▶ **Text block**:
:::

This time last year I hitchhiked over 3000km from Sheffield to the Arctic Circle. It was one of the most rewarding experiences of my life.

The hitchhike took me six days and involved a total of 30 lifts through 8 countries. It was extremely hard work and, aside from the glorious scenery, involved a colossal amount of frustration, physical endurance and sleepless nights. So I’m offered some tips for fellow hitchhikers – or those who are thinking of hitchhiking for the first time – to help improve your chances of being offered lifts and having a more enjoyable experience. 

1.  Take advantage of services stations

If you only stand by the side of a road you’re likely to spend many long, frustrating hours hitchhiking. People will not stop for ny number of reasons: they can’t read your sign, they can’t stop safely, they see you too late etc. So you’ll vastly improve your chances of getting lifts if you can talk to people face to face. Service stations are perfect for this. You can approach people as they go in to pay for their petrol. 

2. Talk to everyone 

This may seem obvious but I was alarmed to meet many other hitchhikers who would just stand with their thumb out and wouldn’t dare approach people directly. The more people you speak to the quicker you’ll be offered a lift. The worst that can happen is that someone says no, and even if they can’t offer a lift they may know someone who can or advise you of a better place to hitch. So talk to everyone you meet. Literally everyone. 

3. Ask a question which requires a ‘yes’ answer first 

The use of a bit of positive psychology will get you a long way! Get yourself to a service station on a busy road or motorway i.e. where traffic is only going one direction. Before asking someone for a lift, ask them “Are you traveling to [the next town/city]?”. Their response can only be ‘yes’ unless they tell you a bare faced lie. Once they’ve said ‘yes’, they are now far less likely to say ‘no’ when you ask them for a lift. This technique works a treat and really helped me to get lifts more quickly. 

4. Travel light 

Hitchhiking can involve a lot of walking to find suitable hitching spots so you’ll want your load to be as light as possible. I found myself stranded in a tiny town called Venlo on the German border and must have walked over 6 miles to find a spot with a busier traffic. I did pack light but found myself wishing I’d streamlined my packing even more. Traveling as light as possible also gives you more space to carry food and water – you never know where you’re going to get dropped off and when you’re next chance to stock up will be remember.

5. Look presentable

Okay, you are not going to be looking your best while travelling with a backpack and possibly camping too. But making yourself look as presentable as possible will vastly increase your chances of getting a lift. Many of the people who gave me lifts said they felt reassured because I was wearing decent shoes (clean walking boots), a smart jacket and carried a proper sign, not a scruffy bit of paper. Which leads me onto my next tip…

6. Buy a whiteboard

You chances of getting a lift are always going to be higher if you have a sign to show people where you are traveling to. If not, people have an excuse not to stop as they can assume they cannot help. But what type of sign, and what should it say? I bought myself a wipe clean whiteboard so I could experiment with different signs at every hitching point. If one place name isn’t working, try something else or simply a direction. I was never left scrambling around to find some scrappy looking paper and the whiteboard also provides high contrast so it’s much easier for drivers to see. I can’t recommend this enough. It was probably one of the best fivers I ever spent!

:::

▶ **Provided material**:
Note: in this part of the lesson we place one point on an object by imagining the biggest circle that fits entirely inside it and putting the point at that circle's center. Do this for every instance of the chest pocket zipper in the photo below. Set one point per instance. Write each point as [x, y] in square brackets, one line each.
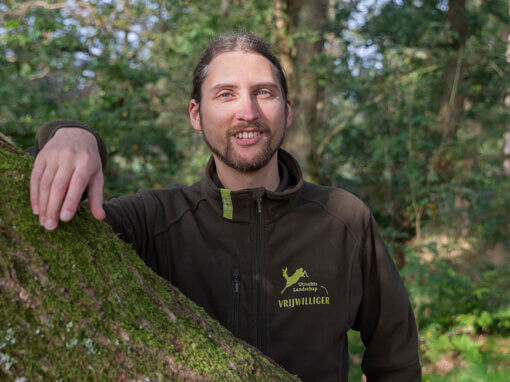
[236, 276]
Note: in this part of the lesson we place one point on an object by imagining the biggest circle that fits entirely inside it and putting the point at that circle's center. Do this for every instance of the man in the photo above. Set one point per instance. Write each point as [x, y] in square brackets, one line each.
[286, 265]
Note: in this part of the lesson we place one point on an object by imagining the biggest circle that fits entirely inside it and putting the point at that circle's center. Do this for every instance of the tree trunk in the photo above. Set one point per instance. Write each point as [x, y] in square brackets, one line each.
[79, 304]
[450, 113]
[302, 21]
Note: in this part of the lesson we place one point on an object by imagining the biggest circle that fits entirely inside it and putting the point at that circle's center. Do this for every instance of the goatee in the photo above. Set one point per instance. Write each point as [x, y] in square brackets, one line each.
[230, 157]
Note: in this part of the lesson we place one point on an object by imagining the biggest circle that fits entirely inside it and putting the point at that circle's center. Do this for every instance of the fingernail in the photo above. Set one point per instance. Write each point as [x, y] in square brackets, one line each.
[65, 216]
[50, 224]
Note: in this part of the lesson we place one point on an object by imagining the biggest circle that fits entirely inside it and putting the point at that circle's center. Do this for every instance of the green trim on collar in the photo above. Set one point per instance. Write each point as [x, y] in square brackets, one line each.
[228, 207]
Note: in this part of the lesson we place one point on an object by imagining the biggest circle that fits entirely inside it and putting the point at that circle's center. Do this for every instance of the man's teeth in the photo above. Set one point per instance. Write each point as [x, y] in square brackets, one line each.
[246, 135]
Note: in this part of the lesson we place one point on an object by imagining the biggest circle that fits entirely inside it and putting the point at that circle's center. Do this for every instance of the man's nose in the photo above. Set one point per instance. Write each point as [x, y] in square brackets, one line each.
[248, 109]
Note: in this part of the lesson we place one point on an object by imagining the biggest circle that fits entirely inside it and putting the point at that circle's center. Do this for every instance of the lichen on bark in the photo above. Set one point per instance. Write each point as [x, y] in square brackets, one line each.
[79, 304]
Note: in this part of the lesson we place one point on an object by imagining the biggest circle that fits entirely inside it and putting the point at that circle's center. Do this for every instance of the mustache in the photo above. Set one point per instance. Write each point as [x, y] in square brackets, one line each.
[258, 125]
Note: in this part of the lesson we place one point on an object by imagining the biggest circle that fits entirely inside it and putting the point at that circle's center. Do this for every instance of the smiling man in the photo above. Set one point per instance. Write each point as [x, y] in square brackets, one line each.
[286, 265]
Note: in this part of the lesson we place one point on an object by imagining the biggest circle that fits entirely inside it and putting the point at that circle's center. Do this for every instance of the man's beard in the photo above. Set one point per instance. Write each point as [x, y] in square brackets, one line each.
[235, 161]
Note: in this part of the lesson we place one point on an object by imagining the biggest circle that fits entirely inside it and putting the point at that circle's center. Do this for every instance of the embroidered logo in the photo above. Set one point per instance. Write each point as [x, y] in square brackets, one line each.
[294, 278]
[320, 293]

:::

▶ **Required tasks**:
1. Retype everything in the hitchhiking tips from "3. Ask a question" down to "lifts more quickly.", word for word.
2. In the hitchhiking tips, what small town on the German border did the writer get stranded in?

▶ **Replies**:
1.
3. Ask a question which requires a ‘yes’ answer first 

The use of a bit of positive psychology will get you a long way! Get yourself to a service station on a busy road or motorway i.e. where traffic is only going one direction. Before asking someone for a lift, ask them “Are you traveling to [the next town/city]?”. Their response can only be ‘yes’ unless they tell you a bare faced lie. Once they’ve said ‘yes’, they are now far less likely to say ‘no’ when you ask them for a lift. This technique works a treat and really helped me to get lifts more quickly.

2. Venlo